## WHAT IS BEING ASKED
The post on converting garbage text to UTF-8 describes a legacy database. List every character encoding that the post says the database held.
PASSAGE FOR REVIEW below:
20090713

Garbage to UTF-8

I had a problem last year with a legacy database filled with a mix of utf-8, windows cp-1252, extended and regular ascii. I needed a way to clean up the information without losing any of the information contained in it.

Being familiar with regular expressions, I looked up how UTF-8 was formatted, made a couple of assumptions about the malformations I would find therein, figured out which code points were the ones I should replace and the following function was born.

Or something like that. Anyway here is the code :


function garbage_to_utf8_character_replacement_function( $matches )
{

// converts binary 10000000 -> 11111111 that do not appear
// as part of a unicode character into a unicode character
// under the assumption that a portion of them are windows
// cp-1252 characters, and the rest are exteneded ascii
// characters

$o = ord( $matches[ 0 ] ) ;

switch( $o )
{
// check for windows code page 1252 characters
case 130 : return "\xe2\x80\x94" ; // Single Low-9 Quotation Mark
case 131 : return "\xc6\x92" ; // Latin Small Letter F With Hook
case 132 : return "\xe2\x80\x9e" ; // Double Low-9 Quotation Mark
case 133 : return "\xe2\x80\xa6" ; // Horizontal Ellipsis
case 134 : return "\xe2\x80\xa0" ; // Dagger
case 135 : return "\xe2\x80\xa1" ; // Double Dagger
case 136 : return "\xcb\x86" ; // Modifier Letter Circumflex Accent
case 137 : return "\xe2\x80\xb0" ; // Per Mille Sign
case 138 : return "\xc5\xa0" ; // Latin Capital Letter S With Caron
case 139 : return "\xe2\x80\xb9" ; // Single Left-Pointing Angle Quotation Mark
case 140 : return "\xc5\x92" ; // Latin Capital Ligature OE
//gap
case 145 : return "\xe2\x80\x98" ; // Left Single Quotation Mark
case 146 : return "\xe2\x80\x99" ; // Right Single Quotation Mark
case 147 : return "\xe2\x80\x9c" ; // Left Double Quotation Mark
case 148 : return "\xe2\x80\x9d" ; // Right Double Quotation Mark
case 149 : return "\xe2\x80\xa2" ; // Bullet
case 150 : return "\xe2\x80\x93" ; // En Dash
case 151 : return "\xe2\x80\x94" ; // Em Dash
case 152 : return "\xcb\x9c" ; // Small Tilde
case 153 : return "\xe2\x84\xa2" ; // Trade Mark Sign
case 154 : return "\xc5\xa1" ; // Latin Small Letter S With Caron
case 155 : return "\xe2\x80\xba" ; // Single Right-Pointing Angle Quotation Mark
case 156 : return "\xc5\x93" ; // Latin Small Ligature OE
//gap
case 159 : return "\xc5\xb8" ; // Latin Capital Letter Y With Diaeresis

default :
return chr( 192 | ( 3 & ( $o >> 6 ) ) ) . chr( $o & 191 ) ;

}

}

function garbage_to_utf8( $text )
End of PASSAGE FOR REVIEW.
RECORDS PROVIDED below:
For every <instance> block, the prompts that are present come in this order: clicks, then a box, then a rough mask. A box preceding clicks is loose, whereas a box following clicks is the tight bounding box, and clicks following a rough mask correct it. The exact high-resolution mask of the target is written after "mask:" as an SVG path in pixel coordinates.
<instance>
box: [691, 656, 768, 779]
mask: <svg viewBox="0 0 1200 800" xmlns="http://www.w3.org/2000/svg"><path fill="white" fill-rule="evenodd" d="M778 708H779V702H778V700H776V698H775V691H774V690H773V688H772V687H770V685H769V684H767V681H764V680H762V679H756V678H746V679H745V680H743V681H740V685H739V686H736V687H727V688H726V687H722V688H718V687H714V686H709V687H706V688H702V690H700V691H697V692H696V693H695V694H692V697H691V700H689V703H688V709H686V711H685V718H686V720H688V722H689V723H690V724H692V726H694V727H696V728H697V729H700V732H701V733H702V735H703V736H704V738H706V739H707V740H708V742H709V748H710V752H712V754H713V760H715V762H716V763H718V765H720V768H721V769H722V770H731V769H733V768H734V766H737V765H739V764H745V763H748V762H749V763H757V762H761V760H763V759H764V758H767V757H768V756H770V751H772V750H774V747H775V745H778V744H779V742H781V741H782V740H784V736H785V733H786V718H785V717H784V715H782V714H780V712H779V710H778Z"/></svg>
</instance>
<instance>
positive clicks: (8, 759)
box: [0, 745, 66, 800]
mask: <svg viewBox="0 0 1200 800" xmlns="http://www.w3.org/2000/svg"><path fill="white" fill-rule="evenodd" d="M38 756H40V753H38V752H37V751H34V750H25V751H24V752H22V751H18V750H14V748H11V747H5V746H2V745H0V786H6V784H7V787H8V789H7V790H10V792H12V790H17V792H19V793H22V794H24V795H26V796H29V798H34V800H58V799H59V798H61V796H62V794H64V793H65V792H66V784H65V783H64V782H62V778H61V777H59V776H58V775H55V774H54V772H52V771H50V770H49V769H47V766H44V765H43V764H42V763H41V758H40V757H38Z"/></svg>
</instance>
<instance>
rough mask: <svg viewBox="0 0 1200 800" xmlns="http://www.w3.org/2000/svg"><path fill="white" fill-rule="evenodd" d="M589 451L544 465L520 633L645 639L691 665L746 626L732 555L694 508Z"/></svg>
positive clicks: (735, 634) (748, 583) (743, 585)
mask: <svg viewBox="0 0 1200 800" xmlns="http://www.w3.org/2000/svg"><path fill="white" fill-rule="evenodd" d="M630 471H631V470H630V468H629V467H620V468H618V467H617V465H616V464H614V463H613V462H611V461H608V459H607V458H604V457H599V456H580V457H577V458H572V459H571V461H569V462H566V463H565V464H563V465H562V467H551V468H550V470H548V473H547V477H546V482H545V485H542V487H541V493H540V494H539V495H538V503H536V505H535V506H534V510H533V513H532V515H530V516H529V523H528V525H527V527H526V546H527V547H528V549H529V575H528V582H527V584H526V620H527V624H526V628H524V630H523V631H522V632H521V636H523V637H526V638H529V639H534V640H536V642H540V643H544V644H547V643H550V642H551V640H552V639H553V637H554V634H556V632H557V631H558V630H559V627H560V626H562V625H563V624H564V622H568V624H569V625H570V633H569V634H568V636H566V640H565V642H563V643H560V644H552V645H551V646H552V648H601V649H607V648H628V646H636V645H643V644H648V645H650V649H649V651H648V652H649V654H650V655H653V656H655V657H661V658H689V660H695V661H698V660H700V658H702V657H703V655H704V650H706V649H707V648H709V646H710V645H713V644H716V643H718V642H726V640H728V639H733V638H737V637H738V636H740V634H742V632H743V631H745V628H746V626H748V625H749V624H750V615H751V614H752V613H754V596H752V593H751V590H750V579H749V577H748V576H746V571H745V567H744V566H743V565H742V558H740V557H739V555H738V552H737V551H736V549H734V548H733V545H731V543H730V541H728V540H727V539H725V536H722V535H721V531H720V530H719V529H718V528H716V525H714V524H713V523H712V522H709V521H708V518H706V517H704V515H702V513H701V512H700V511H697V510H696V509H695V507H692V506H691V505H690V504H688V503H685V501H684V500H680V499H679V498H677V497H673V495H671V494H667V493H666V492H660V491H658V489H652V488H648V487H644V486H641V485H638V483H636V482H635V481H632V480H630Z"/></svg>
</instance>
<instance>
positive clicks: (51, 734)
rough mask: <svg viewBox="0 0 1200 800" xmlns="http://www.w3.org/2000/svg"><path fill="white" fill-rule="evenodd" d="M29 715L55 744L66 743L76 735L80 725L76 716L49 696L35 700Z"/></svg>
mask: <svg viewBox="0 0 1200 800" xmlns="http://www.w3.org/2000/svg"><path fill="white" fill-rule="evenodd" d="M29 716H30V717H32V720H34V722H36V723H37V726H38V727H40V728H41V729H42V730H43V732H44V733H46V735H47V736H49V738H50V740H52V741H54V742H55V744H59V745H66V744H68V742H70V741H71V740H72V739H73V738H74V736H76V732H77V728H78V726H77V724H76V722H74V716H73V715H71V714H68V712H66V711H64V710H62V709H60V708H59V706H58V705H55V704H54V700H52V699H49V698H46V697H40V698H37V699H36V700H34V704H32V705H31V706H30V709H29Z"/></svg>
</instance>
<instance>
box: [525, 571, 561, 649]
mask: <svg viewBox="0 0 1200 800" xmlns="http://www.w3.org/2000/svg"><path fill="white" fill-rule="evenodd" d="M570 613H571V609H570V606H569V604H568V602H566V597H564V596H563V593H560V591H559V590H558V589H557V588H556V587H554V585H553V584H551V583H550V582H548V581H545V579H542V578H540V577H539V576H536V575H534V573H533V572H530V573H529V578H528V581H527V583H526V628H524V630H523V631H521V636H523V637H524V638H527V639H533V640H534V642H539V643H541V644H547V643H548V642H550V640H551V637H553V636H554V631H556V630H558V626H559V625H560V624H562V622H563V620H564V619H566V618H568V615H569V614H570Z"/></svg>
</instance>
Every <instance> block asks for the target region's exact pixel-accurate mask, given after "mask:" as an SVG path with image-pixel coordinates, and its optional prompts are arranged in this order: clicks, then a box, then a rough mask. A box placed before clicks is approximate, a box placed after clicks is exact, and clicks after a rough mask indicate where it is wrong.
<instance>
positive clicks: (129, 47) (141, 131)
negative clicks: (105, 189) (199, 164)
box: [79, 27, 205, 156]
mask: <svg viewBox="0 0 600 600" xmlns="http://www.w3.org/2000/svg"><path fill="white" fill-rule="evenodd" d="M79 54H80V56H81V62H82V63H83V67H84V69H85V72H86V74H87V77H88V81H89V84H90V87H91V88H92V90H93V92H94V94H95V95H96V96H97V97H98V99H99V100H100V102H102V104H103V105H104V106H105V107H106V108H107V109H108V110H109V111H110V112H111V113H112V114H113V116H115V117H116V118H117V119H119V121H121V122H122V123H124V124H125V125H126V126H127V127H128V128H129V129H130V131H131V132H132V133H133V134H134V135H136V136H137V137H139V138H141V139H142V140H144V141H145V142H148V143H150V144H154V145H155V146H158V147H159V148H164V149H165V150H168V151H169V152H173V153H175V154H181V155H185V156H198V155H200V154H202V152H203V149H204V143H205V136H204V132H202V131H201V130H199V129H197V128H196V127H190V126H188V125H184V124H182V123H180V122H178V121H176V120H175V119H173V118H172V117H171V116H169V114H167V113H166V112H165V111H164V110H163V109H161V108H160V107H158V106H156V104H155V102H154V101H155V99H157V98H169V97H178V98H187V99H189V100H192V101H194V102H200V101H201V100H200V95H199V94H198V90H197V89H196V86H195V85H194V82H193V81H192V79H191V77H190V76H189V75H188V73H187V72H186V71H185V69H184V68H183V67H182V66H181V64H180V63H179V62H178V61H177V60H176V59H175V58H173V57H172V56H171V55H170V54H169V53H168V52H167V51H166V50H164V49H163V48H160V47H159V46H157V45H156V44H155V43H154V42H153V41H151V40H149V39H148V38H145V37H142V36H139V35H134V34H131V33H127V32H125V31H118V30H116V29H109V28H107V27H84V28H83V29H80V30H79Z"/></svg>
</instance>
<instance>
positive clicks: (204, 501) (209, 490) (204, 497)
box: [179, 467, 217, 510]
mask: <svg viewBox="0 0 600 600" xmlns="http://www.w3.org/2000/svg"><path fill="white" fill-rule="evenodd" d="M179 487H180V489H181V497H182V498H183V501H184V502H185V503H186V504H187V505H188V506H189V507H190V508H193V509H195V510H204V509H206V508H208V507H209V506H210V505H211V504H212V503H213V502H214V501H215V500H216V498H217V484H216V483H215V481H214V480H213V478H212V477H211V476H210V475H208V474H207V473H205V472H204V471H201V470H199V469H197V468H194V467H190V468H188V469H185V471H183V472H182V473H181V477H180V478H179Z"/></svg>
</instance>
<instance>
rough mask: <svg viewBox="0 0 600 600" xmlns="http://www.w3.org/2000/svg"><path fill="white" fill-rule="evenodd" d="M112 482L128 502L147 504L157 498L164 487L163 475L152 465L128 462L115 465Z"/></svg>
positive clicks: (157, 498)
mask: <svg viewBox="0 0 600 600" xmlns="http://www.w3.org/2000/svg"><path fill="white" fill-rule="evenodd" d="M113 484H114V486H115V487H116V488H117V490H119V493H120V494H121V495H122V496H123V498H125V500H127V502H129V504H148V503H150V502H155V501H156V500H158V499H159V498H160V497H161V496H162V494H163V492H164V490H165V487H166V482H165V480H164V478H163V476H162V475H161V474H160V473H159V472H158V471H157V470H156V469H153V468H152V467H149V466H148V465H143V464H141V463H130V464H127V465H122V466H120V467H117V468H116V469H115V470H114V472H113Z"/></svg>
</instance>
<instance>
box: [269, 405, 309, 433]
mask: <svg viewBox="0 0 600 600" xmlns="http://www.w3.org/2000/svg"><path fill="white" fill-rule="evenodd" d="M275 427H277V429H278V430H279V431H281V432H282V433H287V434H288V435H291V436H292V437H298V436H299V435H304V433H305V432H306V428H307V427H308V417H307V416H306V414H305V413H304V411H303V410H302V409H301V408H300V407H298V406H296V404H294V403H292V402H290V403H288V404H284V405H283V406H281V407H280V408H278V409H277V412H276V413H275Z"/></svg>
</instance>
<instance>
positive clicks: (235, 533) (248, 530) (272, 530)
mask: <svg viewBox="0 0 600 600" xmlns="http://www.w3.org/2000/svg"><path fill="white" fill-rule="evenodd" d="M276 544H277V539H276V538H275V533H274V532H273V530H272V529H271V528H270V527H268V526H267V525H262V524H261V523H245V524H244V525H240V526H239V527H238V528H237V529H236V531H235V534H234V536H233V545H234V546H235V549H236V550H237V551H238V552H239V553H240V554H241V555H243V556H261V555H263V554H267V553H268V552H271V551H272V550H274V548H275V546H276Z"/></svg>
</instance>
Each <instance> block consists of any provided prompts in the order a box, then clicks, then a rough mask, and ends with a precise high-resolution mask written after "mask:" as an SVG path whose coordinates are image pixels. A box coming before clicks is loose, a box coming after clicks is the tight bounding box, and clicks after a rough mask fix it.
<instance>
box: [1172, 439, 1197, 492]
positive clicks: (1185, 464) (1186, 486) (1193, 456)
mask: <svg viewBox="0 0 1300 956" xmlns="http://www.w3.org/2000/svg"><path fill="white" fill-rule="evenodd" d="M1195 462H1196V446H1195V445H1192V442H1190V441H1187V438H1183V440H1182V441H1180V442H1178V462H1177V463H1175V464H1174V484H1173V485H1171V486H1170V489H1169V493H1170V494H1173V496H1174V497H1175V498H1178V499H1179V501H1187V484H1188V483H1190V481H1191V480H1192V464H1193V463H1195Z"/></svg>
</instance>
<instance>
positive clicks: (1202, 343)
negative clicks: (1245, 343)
End of RECORDS PROVIDED.
## TASK RESULT
UTF-8, Windows CP-1252, extended ASCII, regular ASCII